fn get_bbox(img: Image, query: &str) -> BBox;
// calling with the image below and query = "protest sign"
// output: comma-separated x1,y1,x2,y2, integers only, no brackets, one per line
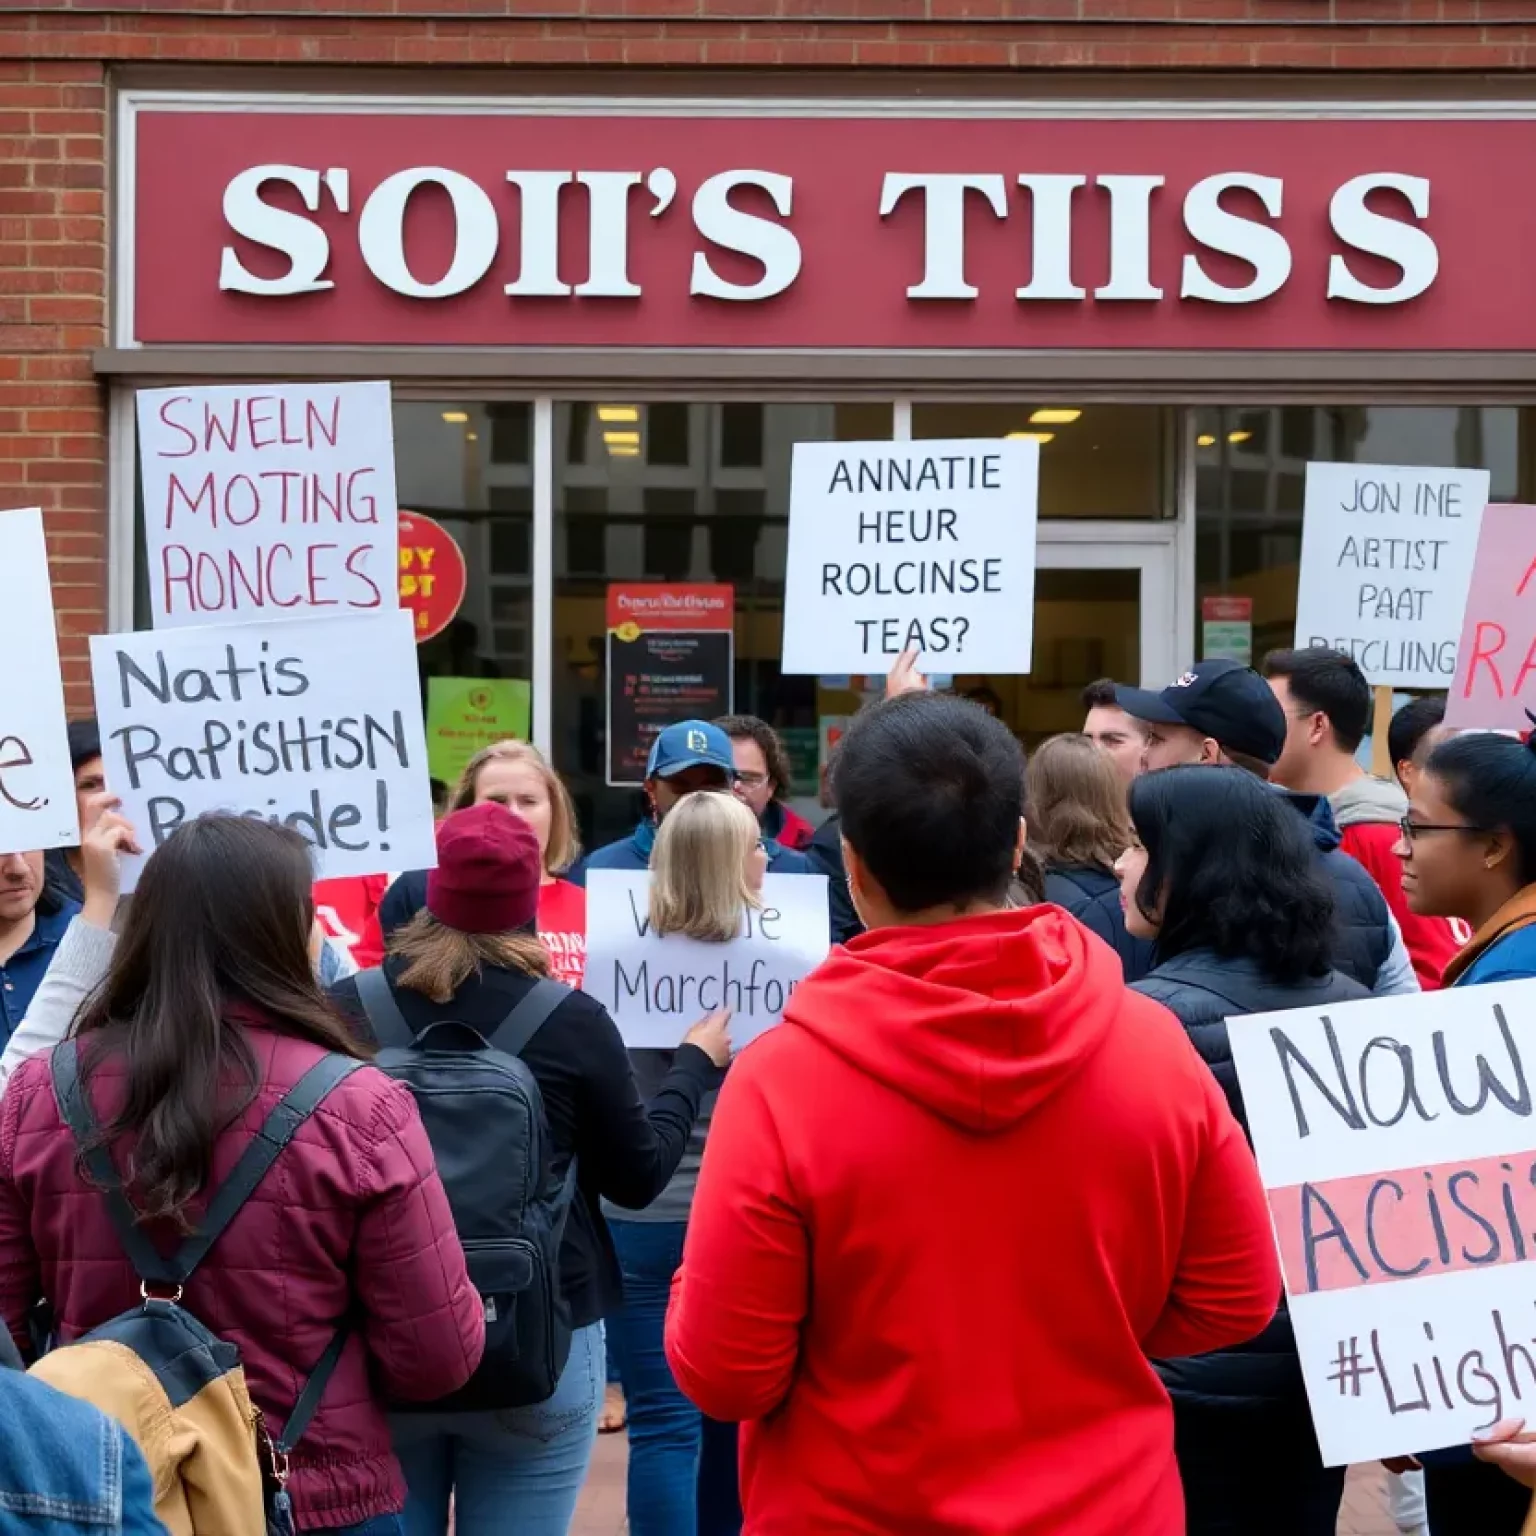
1447,503,1536,731
90,609,435,891
607,584,734,787
0,508,80,852
1229,980,1536,1466
425,676,532,786
399,511,467,643
781,438,1039,676
137,381,399,629
582,870,830,1049
1294,462,1490,688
_ _ _ _
→ **Task objective**
From the entries above, copy each line that holds "query".

→ **Answer box**
fn get_bbox(img: Image, query: &str) -> BBox;
// calling with the image below and query = "protest sign"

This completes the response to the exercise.